# Exercise goal:
Beginning with the first entry, restate the data word for word and leave out the images.

[Image-grounded pointing data]
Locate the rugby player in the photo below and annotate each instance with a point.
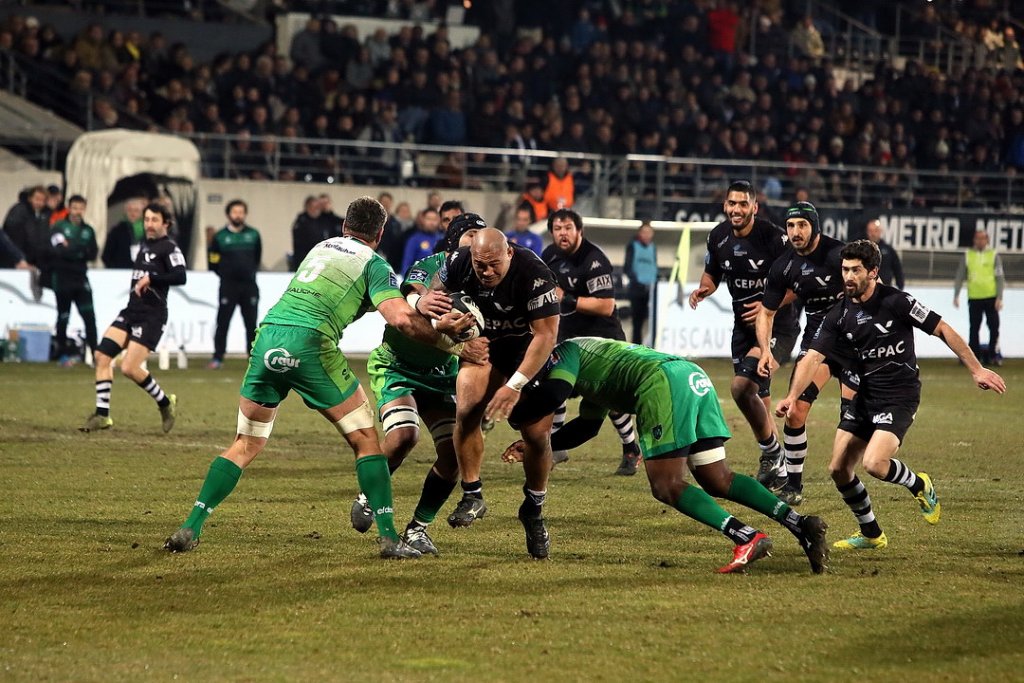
(296, 348)
(413, 380)
(137, 329)
(878, 321)
(679, 420)
(515, 292)
(811, 271)
(588, 307)
(740, 251)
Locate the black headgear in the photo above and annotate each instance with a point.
(459, 226)
(806, 211)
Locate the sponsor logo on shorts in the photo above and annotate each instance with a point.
(699, 384)
(280, 360)
(599, 283)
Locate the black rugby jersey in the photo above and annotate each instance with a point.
(525, 294)
(165, 264)
(816, 280)
(586, 272)
(881, 332)
(744, 262)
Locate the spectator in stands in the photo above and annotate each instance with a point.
(985, 284)
(124, 239)
(28, 225)
(307, 230)
(305, 47)
(520, 232)
(73, 245)
(891, 270)
(532, 200)
(559, 193)
(422, 241)
(807, 39)
(391, 246)
(641, 270)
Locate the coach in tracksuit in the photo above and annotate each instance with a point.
(235, 253)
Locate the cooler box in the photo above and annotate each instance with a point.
(34, 344)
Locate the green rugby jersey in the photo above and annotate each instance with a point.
(338, 281)
(606, 372)
(409, 350)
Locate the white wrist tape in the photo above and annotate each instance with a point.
(517, 382)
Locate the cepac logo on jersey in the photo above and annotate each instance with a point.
(699, 384)
(280, 360)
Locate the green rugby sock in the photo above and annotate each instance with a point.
(750, 493)
(696, 504)
(375, 481)
(220, 481)
(435, 492)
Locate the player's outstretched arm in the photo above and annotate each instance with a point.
(802, 377)
(763, 326)
(704, 290)
(984, 378)
(545, 336)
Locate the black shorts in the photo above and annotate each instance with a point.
(866, 416)
(839, 370)
(143, 327)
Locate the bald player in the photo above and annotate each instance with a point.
(515, 291)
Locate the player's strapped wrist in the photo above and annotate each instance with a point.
(517, 382)
(445, 343)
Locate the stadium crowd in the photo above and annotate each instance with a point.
(673, 79)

# Result of the exercise:
Locate the rugby player in the photo below and annotate each instance with a point.
(296, 348)
(413, 380)
(137, 329)
(878, 321)
(679, 420)
(515, 292)
(811, 271)
(588, 307)
(740, 251)
Locate the black headgear in the photo above and annotate each instance with a point.
(459, 226)
(806, 211)
Locate the sponsor logo on shorts in the photo above and annotate each instance with a point.
(699, 384)
(280, 360)
(599, 283)
Locate the black rugby jersey in the photo above and annotate each instance with a point.
(525, 294)
(165, 264)
(816, 280)
(586, 272)
(881, 332)
(744, 262)
Locate the spectator in stands in the photo above and annotate each instance with a point.
(985, 284)
(124, 239)
(28, 225)
(307, 230)
(305, 47)
(520, 232)
(73, 245)
(891, 270)
(532, 200)
(559, 193)
(422, 241)
(807, 39)
(391, 246)
(641, 270)
Locate the coach in tracksuit in the photo above and annotate each instance with a point.
(235, 253)
Locate the cooler box in the photo above and annotate each instance with a point.
(34, 344)
Locate the green rugby jersey in the photo above and annotate each instance with a point.
(338, 281)
(606, 372)
(409, 350)
Locate the white wrist tape in the photo above and annotate each instance with a point.
(517, 382)
Locate the cepac logo on jersey in the photo above and annotate each instance with a point.
(699, 384)
(280, 360)
Locate the green rugby sock in the photo above and annotate each instance with a point.
(750, 493)
(696, 504)
(375, 481)
(220, 481)
(435, 492)
Locate the player's outstretched arm in the photo above and annotate each instance with a point.
(802, 377)
(763, 326)
(704, 290)
(984, 378)
(545, 336)
Locate the black shorts in the photo above and annotate each instance with a point.
(866, 416)
(839, 370)
(143, 327)
Locate the bald player in the photo above and annotate each instance with a point.
(515, 291)
Locate the player's strapped wrist in the photo above and annotate each instance with a point.
(517, 382)
(445, 343)
Locate the stadium crowd in the photo above and annotate each instance with a point.
(673, 79)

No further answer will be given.